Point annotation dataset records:
....................

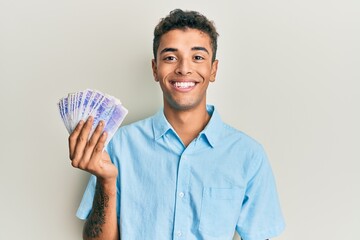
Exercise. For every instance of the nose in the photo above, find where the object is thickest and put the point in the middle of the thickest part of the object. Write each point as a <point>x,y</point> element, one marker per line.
<point>184,67</point>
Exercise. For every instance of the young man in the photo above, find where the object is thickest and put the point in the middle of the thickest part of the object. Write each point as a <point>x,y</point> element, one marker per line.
<point>182,173</point>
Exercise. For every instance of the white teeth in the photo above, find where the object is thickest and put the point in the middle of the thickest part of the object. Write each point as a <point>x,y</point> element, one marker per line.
<point>184,84</point>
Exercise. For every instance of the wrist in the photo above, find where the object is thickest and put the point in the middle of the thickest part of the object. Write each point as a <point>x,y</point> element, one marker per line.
<point>108,185</point>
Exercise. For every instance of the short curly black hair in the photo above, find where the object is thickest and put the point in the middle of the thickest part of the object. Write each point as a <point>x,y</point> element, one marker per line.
<point>179,19</point>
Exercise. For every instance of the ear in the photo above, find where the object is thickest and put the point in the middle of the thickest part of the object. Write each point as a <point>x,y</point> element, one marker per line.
<point>154,67</point>
<point>214,66</point>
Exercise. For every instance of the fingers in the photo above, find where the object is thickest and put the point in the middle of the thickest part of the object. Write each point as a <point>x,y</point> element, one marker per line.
<point>98,150</point>
<point>73,138</point>
<point>81,140</point>
<point>93,141</point>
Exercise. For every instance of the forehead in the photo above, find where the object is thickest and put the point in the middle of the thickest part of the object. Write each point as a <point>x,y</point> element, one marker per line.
<point>185,39</point>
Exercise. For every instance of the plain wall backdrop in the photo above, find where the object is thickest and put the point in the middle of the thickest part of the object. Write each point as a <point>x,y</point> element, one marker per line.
<point>288,76</point>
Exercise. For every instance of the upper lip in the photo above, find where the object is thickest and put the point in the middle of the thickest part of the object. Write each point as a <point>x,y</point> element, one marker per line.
<point>183,80</point>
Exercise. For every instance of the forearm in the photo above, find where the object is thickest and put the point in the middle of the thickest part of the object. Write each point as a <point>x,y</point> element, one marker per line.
<point>102,221</point>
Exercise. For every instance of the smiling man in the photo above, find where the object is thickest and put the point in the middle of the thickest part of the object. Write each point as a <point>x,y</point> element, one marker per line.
<point>182,173</point>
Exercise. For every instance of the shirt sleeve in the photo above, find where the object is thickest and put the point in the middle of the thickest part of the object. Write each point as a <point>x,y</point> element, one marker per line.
<point>261,216</point>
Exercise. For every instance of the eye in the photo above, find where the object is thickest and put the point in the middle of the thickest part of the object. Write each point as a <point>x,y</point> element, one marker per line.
<point>170,58</point>
<point>199,58</point>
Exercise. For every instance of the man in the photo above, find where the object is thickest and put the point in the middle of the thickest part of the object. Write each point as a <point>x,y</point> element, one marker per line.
<point>182,173</point>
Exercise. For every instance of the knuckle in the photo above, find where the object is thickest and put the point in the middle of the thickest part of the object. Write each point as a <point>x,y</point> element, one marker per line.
<point>98,148</point>
<point>80,139</point>
<point>75,164</point>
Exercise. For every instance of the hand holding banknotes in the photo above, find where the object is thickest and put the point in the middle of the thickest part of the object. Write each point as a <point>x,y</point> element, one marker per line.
<point>88,155</point>
<point>91,118</point>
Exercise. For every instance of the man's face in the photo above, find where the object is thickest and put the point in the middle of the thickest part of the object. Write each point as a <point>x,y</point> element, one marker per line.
<point>184,68</point>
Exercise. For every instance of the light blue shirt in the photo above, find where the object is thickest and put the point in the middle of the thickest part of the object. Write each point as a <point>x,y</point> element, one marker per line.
<point>221,183</point>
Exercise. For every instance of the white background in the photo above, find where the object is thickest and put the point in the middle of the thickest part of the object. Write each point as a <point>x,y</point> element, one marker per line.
<point>288,76</point>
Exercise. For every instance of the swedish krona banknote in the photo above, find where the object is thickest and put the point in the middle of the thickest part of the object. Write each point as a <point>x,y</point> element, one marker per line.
<point>80,105</point>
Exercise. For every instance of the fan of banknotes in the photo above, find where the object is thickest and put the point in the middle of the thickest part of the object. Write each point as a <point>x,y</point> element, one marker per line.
<point>80,105</point>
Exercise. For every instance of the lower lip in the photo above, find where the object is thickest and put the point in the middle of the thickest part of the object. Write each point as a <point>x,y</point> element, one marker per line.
<point>184,89</point>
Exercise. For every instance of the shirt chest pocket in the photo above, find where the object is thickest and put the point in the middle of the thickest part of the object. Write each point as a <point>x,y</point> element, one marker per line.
<point>220,211</point>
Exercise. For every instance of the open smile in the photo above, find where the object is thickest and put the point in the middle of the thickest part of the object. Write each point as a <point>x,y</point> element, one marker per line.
<point>183,85</point>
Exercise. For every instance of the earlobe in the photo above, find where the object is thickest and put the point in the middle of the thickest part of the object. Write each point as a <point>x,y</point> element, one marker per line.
<point>213,71</point>
<point>154,68</point>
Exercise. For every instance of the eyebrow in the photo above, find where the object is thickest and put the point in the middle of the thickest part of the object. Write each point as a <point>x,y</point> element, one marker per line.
<point>175,50</point>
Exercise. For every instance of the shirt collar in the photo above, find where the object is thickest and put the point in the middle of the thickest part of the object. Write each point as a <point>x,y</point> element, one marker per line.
<point>213,129</point>
<point>160,124</point>
<point>211,132</point>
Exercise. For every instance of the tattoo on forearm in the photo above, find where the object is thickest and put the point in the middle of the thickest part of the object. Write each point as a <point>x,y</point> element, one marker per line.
<point>93,226</point>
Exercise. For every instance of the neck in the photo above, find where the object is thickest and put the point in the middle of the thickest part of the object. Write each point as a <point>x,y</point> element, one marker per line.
<point>187,123</point>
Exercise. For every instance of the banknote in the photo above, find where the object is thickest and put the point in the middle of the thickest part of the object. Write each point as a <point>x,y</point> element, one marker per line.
<point>80,105</point>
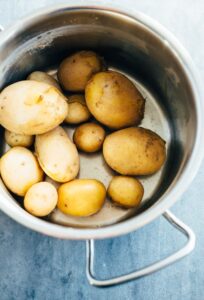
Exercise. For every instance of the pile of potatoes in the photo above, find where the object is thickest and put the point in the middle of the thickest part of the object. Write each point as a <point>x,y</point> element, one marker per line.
<point>107,107</point>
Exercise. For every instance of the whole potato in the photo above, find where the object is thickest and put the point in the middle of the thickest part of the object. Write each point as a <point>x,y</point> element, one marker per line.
<point>44,77</point>
<point>78,111</point>
<point>15,139</point>
<point>75,70</point>
<point>89,137</point>
<point>41,199</point>
<point>31,107</point>
<point>57,155</point>
<point>134,151</point>
<point>125,191</point>
<point>81,197</point>
<point>20,170</point>
<point>114,100</point>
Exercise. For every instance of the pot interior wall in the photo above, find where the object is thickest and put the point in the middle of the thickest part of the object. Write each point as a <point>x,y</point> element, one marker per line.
<point>125,44</point>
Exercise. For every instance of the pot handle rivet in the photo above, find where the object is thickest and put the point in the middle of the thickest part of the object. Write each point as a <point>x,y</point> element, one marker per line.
<point>188,247</point>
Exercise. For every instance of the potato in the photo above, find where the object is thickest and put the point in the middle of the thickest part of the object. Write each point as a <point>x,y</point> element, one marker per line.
<point>31,107</point>
<point>89,137</point>
<point>20,170</point>
<point>78,111</point>
<point>41,199</point>
<point>114,100</point>
<point>44,77</point>
<point>15,139</point>
<point>57,155</point>
<point>134,151</point>
<point>75,70</point>
<point>125,191</point>
<point>81,197</point>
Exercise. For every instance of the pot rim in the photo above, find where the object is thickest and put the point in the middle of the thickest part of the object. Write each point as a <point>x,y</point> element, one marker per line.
<point>178,186</point>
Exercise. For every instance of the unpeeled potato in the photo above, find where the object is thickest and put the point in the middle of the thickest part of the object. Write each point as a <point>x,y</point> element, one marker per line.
<point>78,111</point>
<point>81,197</point>
<point>20,170</point>
<point>41,199</point>
<point>125,191</point>
<point>89,137</point>
<point>75,70</point>
<point>57,155</point>
<point>134,151</point>
<point>114,100</point>
<point>30,107</point>
<point>44,77</point>
<point>16,139</point>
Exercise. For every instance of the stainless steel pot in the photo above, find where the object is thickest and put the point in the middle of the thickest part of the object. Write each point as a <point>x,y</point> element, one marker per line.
<point>162,70</point>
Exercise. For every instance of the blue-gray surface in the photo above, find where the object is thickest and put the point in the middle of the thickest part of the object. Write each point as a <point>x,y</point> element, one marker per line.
<point>33,266</point>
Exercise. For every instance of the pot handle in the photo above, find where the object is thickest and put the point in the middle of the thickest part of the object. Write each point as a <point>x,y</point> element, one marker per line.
<point>188,247</point>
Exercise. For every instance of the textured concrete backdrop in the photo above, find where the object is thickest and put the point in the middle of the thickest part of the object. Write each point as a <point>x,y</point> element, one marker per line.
<point>36,267</point>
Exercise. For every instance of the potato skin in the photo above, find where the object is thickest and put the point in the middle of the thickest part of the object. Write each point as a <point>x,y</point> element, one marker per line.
<point>30,107</point>
<point>41,199</point>
<point>75,70</point>
<point>125,191</point>
<point>114,100</point>
<point>89,137</point>
<point>81,197</point>
<point>20,170</point>
<point>44,77</point>
<point>78,111</point>
<point>57,155</point>
<point>134,151</point>
<point>15,139</point>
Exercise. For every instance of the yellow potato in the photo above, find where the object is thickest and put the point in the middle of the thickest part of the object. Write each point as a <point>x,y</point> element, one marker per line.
<point>114,100</point>
<point>31,107</point>
<point>44,77</point>
<point>55,183</point>
<point>81,197</point>
<point>134,151</point>
<point>15,139</point>
<point>78,111</point>
<point>75,71</point>
<point>20,170</point>
<point>41,199</point>
<point>57,155</point>
<point>89,137</point>
<point>125,191</point>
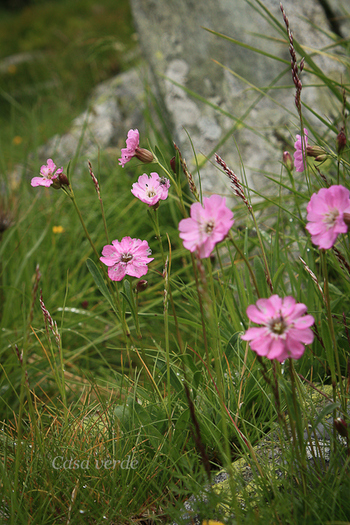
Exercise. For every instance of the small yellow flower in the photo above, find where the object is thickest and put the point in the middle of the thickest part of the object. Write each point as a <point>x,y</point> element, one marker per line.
<point>17,140</point>
<point>57,229</point>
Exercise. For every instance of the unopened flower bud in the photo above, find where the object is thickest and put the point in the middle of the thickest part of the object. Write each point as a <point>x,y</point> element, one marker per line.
<point>317,152</point>
<point>173,164</point>
<point>288,161</point>
<point>341,427</point>
<point>144,155</point>
<point>56,184</point>
<point>141,285</point>
<point>63,179</point>
<point>341,141</point>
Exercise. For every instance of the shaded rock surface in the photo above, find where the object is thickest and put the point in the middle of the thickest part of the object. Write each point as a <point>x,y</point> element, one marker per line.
<point>178,49</point>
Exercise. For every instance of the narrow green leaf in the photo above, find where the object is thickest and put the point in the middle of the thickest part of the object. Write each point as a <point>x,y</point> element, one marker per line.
<point>101,285</point>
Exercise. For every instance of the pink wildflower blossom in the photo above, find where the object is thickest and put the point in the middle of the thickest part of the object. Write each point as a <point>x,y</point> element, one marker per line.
<point>298,154</point>
<point>285,328</point>
<point>325,213</point>
<point>151,189</point>
<point>48,175</point>
<point>132,144</point>
<point>127,257</point>
<point>208,225</point>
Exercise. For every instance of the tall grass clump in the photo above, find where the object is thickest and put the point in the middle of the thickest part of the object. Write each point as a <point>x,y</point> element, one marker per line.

....................

GIVEN INSTRUCTION: Write out the records again, starting at the line that contains "Exercise. For every instance of the unopened" and stopping after the line that contains "<point>173,164</point>". Replace "unopened flower bud" with "closed flower bud" and change nothing else.

WRITTEN SOLUTION:
Exercise. For every instance of the closed flower bud in the photo above, find where the object is thickest and put the point in the middle of the thickest part of the object. Write each point as a <point>x,y</point> element, one marker per line.
<point>317,152</point>
<point>173,164</point>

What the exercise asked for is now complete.